*Exercice 1*: D'après le texte sur l'honoraire de résultat, à quelle date la Cour de cassation a-t-elle rendu l'arrêt cité ?
*Exercice 2*:
Les affirmations suivantes concordent-elles avec le texte sur l'honoraire de résultat ? Répondez par oui ou par non en citant les mots décisifs du texte.
(a) La notion de succès est décrite comme subjective.
(b) Selon le nouvel article 1190, le contrat d'adhésion s'interprète en faveur de celui qui l'a proposé.
(c) L'ordonnance n° 2016-131 date du 10 février 2016.
*Exercice 3*: Poursuivez le texte sur l'honoraire de résultat à partir de l'endroit où il s'arrête.

*Texte présenté*:
Dans une convention d'honoraires, la stipulation d'un honoraire de résultat fait implicitement référence à la notion de succès. Une telle notion de "succès" est, par essence, éminemment subjective, le succès pouvant en particulier être interprété et perçu différemment par l'avocat ou par son client. D'où la nécessité pour l'avocat, dans toute convention d'honoraires instituant un honoraire de résultat, de prendre soin de définir avec précision les contours du résultat qui servira de base, le cas échéant, à l'exigibilité de l'honoraire de résultat, et cela va sans dire, de préciser les modalités de calcul de cet honoraire. Tel est l'enseignement qui résulte de l'arrêt rendu par la Cour de cassation le 5 octobre 2017 qui a jugé, au visa notamment de l'article 1134 du Code civil (N° Lexbase : L1234ABC) dans sa rédaction antérieure à l'ordonnance n° 2016-131 du 10 février 2016, portant réforme du droit des contrats, du régime général et de la preuve des obligations (N° Lexbase : L4857KYK) applicable à la cause, que la convention d'honoraires donnait dans le cas d'espèce une définition du succès, acte dont la décision frappée d'appel ne pouvait dénaturer les termes clairs et précis sans violer ce texte. A contrario, une référence rédigée en termes vagues à une procédure qui serait conduite avec succès autoriserait toutes les interprétations du juge de l'honoraire, étant rappelé de surcroit que l'article 1162 du Code civil (N° Lexbase : L1264ABG) dans sa rédaction antérieure à l'ordonnance du 10 février 2016, disposait que "dans le doute, la convention s'interprète contre celui qui a stipulé et en faveur de celui qui a contracté l'obligation", et que le nouvel article 1190 (N° Lexbase : L0903KZH) issu de la même ordonnance dispose que "dans le doute, le contrat de gré à gré s'interprète contre le créancier et en faveur du débiteur, et le contrat d'adhésion contre celui qui l'a proposé"

*Lignes fournies*:

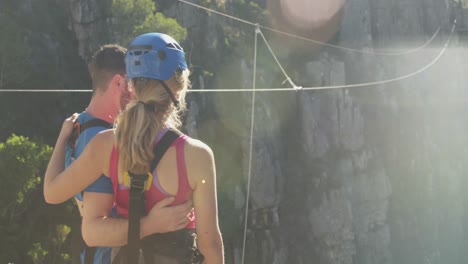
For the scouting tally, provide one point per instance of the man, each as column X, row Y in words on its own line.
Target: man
column 110, row 95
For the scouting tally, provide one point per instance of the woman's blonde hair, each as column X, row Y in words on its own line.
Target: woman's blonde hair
column 151, row 110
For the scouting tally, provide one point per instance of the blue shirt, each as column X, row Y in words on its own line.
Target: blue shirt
column 102, row 185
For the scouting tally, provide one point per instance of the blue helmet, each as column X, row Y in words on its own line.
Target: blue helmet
column 155, row 56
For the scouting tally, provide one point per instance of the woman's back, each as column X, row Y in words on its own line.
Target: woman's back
column 169, row 179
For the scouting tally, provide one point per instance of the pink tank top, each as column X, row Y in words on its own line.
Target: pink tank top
column 155, row 193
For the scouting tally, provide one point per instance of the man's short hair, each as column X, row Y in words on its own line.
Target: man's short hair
column 105, row 63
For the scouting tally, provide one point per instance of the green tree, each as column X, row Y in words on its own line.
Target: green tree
column 32, row 231
column 135, row 17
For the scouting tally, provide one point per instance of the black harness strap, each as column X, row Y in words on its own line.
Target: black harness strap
column 137, row 199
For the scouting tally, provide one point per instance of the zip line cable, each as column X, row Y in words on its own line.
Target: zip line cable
column 258, row 31
column 378, row 53
column 252, row 122
column 296, row 88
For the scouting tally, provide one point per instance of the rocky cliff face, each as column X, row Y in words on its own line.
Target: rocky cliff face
column 348, row 176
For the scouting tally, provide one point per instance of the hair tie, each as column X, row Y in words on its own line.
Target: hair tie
column 152, row 107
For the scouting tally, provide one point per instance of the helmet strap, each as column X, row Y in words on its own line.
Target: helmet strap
column 174, row 100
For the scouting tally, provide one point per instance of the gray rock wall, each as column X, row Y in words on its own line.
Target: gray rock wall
column 348, row 176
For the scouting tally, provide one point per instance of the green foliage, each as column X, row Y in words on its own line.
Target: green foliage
column 32, row 232
column 133, row 18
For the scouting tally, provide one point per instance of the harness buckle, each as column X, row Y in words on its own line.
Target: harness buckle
column 138, row 181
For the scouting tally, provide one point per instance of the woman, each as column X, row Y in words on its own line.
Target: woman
column 158, row 76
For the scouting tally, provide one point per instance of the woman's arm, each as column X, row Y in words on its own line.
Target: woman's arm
column 201, row 170
column 60, row 185
column 99, row 229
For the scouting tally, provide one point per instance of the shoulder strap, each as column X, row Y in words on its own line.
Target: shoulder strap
column 79, row 128
column 96, row 122
column 136, row 196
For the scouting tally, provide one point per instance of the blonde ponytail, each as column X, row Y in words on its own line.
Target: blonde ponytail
column 151, row 111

*Réponse rédigée 1*: Le 5 octobre 2017.

*Réponse rédigée 2*:
(a) Oui : « est, par essence, éminemment subjective ».
(b) Non : « et le contrat d'adhésion contre celui qui l'a proposé ».
(c) Oui : « ordonnance n° 2016-131 du 10 février 2016 ».

*Réponse rédigée 3*:
  • Les faits de l'espèce ayant donné lieu à l'arrêt de la Cour de cassation en date du 5 octobre 2017

M. et Mme Y avaient confié à un avocat la défense de leurs intérêts dans un procès pour contrefaçon et concurrence déloyale, la somme de 75 000 euros leur étant demandée à titre de dommages-intérêts.

Une convention d'honoraires avait été conclue prévoyant notamment : "A l'issue de la procédure, en cas de succès, il pourra être sollicité un complément d'honoraire en fonction du résultat obtenu ou du service rendu. Lorsque le résultat porte sur un intérêt pécuniaire, l'honoraire complémentaire sera de 15 % HT du profit réalisé ou/et des pertes évitées par la décision judiciaire rendue".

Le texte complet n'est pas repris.